──────── Data for the task ────────

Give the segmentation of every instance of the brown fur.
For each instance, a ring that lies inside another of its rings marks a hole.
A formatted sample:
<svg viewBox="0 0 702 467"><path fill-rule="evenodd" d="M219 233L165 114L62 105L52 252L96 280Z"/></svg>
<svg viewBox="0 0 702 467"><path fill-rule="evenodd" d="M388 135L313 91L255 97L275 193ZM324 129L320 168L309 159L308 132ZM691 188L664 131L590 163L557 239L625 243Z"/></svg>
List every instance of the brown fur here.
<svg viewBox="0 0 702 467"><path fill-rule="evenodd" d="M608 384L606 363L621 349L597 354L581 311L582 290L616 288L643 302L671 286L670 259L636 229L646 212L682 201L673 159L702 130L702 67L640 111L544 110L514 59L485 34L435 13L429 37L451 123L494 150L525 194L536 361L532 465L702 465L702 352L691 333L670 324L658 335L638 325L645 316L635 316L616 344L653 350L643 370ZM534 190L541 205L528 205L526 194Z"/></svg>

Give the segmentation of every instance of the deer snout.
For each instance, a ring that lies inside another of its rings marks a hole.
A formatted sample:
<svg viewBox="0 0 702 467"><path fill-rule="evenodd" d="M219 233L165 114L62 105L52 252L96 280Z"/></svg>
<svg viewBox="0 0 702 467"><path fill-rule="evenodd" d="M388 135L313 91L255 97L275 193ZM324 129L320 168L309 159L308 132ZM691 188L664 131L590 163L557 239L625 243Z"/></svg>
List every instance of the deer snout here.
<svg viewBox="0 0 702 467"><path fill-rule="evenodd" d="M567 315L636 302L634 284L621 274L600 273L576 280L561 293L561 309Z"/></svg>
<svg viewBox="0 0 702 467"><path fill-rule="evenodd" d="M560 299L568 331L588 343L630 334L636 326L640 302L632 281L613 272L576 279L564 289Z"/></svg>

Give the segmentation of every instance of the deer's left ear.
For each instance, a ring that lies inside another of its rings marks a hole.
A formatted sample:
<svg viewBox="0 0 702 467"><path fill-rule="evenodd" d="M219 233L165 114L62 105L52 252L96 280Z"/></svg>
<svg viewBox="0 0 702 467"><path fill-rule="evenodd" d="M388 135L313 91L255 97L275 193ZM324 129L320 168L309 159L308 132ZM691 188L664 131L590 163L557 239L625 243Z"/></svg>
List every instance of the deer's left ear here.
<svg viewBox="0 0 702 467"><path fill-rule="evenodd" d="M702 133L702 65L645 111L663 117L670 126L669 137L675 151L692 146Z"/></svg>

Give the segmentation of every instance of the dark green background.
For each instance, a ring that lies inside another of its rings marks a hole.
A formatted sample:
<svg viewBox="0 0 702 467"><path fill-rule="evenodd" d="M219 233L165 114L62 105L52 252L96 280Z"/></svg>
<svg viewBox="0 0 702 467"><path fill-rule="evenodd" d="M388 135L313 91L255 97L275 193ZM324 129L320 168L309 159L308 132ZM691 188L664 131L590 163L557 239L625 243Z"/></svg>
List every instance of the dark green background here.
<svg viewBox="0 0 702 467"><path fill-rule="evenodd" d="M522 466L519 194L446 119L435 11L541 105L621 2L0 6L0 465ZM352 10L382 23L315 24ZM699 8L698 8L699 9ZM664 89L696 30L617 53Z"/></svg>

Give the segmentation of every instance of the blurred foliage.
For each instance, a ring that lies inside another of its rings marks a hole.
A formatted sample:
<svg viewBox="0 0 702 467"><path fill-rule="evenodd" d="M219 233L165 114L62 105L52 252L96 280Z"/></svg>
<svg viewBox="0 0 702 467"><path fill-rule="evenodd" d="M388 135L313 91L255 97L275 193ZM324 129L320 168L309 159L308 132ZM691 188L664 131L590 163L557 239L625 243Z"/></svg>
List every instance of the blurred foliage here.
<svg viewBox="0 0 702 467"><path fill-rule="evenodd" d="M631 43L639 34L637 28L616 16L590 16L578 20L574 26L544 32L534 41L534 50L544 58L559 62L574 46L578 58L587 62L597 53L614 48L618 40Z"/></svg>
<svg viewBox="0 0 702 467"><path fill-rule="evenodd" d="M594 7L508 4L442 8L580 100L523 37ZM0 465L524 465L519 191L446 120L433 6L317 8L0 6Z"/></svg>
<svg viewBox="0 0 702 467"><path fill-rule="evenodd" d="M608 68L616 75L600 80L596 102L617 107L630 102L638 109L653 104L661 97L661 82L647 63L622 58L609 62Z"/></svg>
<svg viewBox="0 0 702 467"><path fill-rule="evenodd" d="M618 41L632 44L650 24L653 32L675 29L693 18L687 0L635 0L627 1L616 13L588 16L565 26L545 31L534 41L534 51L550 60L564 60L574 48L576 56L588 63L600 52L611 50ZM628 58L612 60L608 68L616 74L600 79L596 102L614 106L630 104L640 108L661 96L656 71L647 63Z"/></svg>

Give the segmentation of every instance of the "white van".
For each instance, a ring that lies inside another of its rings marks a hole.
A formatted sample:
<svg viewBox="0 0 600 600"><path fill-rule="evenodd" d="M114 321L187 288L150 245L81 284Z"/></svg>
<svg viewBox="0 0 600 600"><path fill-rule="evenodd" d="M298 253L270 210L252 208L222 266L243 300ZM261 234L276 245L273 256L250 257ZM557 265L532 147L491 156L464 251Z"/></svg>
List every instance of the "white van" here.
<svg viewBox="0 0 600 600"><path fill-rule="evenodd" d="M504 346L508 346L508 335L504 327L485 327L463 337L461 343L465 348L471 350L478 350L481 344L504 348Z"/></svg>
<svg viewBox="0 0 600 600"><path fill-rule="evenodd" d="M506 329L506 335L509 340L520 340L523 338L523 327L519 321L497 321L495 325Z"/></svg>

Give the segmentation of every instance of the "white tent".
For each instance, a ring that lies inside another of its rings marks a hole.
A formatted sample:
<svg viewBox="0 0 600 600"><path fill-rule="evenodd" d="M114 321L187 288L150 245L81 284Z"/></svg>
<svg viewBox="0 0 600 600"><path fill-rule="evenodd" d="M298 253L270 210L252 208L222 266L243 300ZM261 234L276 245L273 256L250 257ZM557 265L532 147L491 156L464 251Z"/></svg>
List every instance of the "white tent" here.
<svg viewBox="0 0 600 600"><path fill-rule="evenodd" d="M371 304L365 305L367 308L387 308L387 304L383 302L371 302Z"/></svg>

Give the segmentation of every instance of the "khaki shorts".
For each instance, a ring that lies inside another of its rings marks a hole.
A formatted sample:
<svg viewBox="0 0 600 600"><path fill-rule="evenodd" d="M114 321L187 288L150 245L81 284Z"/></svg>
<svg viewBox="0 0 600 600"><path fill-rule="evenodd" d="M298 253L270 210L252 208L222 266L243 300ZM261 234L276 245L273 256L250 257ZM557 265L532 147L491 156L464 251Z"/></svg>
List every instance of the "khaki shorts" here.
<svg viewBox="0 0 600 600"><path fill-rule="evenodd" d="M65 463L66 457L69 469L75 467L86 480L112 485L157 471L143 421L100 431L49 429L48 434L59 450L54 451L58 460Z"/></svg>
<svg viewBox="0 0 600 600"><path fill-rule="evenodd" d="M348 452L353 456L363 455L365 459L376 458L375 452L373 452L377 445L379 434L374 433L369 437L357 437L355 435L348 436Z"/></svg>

────────
──────── Data for the task ────────

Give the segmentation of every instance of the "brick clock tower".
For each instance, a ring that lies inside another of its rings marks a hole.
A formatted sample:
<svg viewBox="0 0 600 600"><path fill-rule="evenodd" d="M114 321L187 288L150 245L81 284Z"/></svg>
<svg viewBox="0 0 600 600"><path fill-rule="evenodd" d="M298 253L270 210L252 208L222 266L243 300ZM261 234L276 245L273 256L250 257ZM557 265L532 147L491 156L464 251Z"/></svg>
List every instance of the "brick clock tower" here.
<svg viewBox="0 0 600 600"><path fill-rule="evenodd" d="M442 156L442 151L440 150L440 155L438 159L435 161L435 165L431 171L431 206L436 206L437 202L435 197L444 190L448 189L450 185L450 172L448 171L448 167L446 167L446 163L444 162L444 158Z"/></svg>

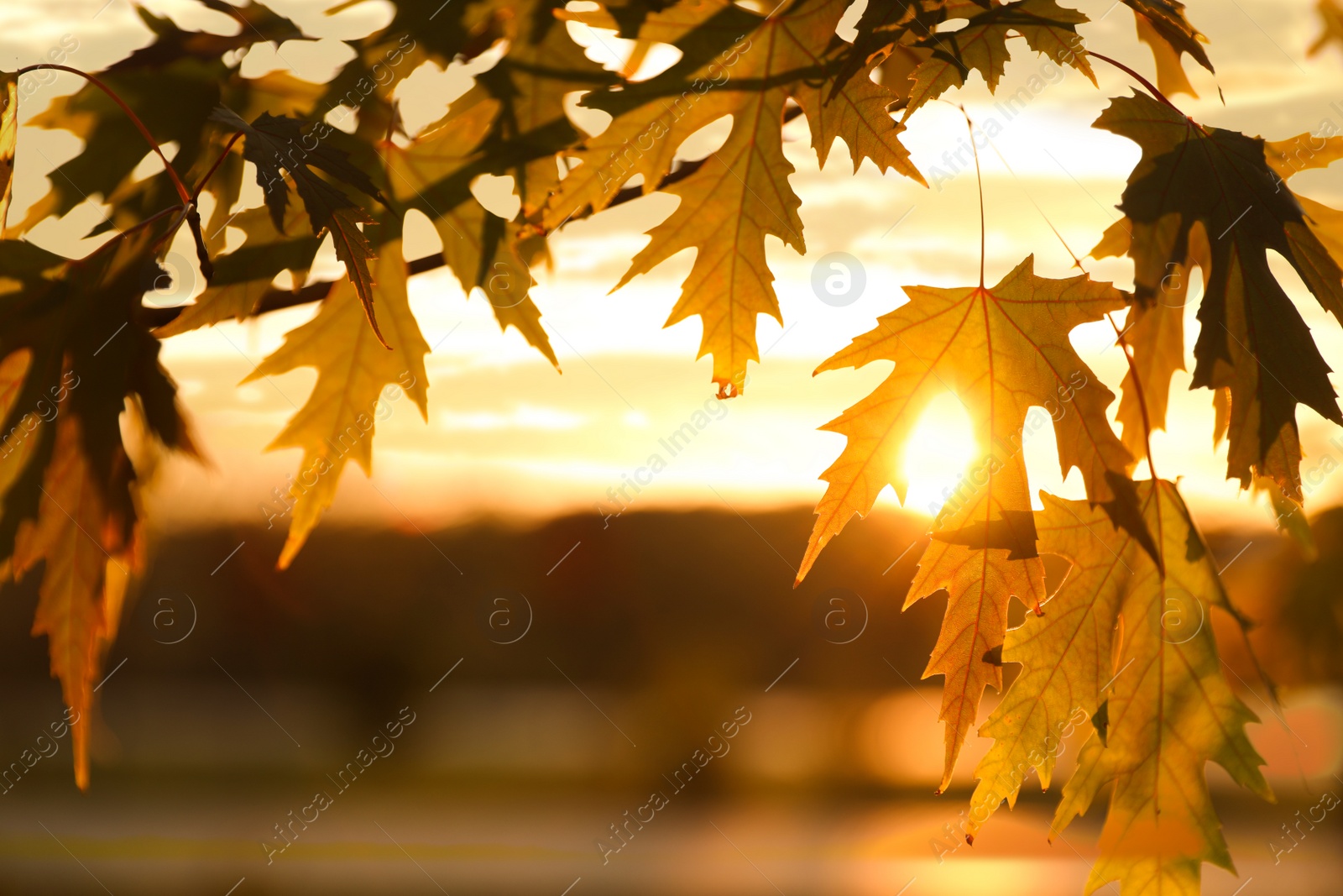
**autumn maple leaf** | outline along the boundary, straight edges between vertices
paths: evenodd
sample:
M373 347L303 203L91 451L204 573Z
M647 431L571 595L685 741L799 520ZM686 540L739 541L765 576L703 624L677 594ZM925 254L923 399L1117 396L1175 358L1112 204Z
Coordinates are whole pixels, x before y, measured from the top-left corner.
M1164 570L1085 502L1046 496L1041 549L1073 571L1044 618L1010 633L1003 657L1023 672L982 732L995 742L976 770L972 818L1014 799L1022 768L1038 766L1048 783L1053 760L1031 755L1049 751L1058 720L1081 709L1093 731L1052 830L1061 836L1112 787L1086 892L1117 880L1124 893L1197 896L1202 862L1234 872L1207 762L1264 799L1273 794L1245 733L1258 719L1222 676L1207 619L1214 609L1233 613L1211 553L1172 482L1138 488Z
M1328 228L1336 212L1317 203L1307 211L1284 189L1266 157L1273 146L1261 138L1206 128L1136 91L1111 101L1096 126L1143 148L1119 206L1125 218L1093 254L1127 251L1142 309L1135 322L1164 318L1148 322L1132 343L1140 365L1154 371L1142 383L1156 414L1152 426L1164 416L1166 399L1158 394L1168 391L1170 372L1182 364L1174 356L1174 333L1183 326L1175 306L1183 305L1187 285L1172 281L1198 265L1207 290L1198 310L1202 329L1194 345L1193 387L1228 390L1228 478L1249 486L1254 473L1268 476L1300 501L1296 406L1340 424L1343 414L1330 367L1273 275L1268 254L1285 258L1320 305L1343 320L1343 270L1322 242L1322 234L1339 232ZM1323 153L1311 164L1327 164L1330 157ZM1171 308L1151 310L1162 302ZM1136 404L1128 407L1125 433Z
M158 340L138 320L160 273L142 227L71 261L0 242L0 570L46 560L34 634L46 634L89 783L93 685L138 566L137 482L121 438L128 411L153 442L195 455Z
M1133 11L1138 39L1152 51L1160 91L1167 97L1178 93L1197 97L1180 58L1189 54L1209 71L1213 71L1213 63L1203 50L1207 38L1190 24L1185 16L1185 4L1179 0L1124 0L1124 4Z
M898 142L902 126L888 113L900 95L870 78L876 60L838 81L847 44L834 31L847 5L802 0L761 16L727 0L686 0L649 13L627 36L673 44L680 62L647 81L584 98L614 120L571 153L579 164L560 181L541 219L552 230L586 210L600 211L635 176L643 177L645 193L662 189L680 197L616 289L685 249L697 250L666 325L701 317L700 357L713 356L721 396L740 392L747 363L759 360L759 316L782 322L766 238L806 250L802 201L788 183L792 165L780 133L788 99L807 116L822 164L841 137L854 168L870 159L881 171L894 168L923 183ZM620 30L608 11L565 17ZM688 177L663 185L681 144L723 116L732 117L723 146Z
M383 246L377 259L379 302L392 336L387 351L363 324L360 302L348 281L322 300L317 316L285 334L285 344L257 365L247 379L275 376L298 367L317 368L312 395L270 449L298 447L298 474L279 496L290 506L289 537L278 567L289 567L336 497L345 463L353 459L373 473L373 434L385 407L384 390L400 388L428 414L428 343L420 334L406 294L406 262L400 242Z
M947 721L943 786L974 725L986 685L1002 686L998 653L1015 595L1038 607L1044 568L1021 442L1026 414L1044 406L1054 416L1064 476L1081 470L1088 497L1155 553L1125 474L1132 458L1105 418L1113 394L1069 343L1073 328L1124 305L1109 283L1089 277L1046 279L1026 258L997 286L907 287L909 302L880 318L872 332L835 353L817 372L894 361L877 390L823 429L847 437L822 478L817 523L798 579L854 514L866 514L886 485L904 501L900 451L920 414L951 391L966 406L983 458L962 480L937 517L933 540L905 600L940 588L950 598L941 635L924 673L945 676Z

────────

**Goal**. Copy out the items above again, starting with the line containing "Give the segmentation of every instance of the brown" and ending with the line containing "List every instance of the brown fur here.", both of those lines included.

**Solution below**.
Give the segmentation of every instance of the brown fur.
For each instance, a ring that lies inside another of its rings marks a hole.
A formatted sample:
<svg viewBox="0 0 702 467"><path fill-rule="evenodd" d="M219 233L165 114L62 105L52 252L96 280Z"/></svg>
<svg viewBox="0 0 702 467"><path fill-rule="evenodd" d="M388 135L313 91L255 97L275 193ZM324 129L320 168L309 159L308 132ZM691 188L664 131L590 163L557 239L625 243Z"/></svg>
List every instance of the brown fur here.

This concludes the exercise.